All lines below containing the string "texture" are to be copied.

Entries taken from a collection
-*-*-
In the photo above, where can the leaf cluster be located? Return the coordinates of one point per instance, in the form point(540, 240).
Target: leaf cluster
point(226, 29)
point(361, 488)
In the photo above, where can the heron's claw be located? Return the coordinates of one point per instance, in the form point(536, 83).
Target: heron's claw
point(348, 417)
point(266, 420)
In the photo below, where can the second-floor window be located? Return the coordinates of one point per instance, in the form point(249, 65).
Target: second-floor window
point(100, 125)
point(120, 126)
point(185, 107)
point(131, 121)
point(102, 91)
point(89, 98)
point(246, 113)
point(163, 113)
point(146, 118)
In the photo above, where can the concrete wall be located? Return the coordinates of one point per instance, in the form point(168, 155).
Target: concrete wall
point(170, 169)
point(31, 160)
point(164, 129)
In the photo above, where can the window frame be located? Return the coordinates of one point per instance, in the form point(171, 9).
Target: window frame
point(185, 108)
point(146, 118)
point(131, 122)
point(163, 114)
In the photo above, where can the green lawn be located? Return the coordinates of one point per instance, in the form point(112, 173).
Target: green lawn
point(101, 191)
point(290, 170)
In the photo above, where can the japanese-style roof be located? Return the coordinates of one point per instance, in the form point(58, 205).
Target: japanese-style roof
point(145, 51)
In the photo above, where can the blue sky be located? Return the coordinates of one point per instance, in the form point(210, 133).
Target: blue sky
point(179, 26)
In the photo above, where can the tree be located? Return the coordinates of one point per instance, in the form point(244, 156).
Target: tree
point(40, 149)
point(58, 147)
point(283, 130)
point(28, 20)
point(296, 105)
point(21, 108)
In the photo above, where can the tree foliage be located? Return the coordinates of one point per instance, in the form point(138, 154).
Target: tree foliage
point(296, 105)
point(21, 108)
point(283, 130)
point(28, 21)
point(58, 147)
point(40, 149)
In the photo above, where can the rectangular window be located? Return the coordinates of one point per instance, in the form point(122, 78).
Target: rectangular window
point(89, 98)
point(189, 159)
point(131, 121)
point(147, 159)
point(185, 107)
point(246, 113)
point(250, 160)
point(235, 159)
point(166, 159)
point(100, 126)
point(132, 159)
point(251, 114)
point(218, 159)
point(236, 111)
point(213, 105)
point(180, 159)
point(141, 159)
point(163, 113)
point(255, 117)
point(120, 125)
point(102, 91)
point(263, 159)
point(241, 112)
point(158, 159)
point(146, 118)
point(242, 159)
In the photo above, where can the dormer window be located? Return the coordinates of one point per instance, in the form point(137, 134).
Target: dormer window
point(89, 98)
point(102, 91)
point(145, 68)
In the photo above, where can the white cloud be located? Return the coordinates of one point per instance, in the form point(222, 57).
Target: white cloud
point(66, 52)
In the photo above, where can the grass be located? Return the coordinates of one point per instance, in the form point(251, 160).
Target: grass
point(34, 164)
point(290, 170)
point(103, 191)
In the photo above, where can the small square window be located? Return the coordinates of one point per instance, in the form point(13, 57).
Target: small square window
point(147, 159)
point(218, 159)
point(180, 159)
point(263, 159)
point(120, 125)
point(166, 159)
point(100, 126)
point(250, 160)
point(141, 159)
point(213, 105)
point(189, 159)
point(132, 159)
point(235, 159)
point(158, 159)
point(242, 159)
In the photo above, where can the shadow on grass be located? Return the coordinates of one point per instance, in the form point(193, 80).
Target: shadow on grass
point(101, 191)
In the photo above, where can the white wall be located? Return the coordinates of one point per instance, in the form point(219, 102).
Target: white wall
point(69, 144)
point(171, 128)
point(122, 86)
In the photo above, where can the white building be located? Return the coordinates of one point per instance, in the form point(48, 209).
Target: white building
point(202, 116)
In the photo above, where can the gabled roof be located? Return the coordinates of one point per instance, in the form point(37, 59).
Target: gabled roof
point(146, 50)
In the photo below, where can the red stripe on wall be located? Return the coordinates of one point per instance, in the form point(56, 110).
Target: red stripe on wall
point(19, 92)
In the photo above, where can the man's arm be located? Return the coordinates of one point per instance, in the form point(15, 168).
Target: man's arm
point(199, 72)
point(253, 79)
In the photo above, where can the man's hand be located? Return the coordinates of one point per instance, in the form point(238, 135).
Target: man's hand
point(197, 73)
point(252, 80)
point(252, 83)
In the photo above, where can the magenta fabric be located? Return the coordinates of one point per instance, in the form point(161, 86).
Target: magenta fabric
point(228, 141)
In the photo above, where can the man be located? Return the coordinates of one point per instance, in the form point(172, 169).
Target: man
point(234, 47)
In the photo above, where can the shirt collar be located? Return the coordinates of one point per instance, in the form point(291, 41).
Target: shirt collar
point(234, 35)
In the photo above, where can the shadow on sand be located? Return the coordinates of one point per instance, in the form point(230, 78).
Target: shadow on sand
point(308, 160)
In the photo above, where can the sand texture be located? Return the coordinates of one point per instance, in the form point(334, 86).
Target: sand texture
-*-*-
ANSWER FOR THIS EXERCISE
In the photo above, where can the sand texture be located? Return the coordinates of one point per instance, in the form point(334, 86).
Target: sand texture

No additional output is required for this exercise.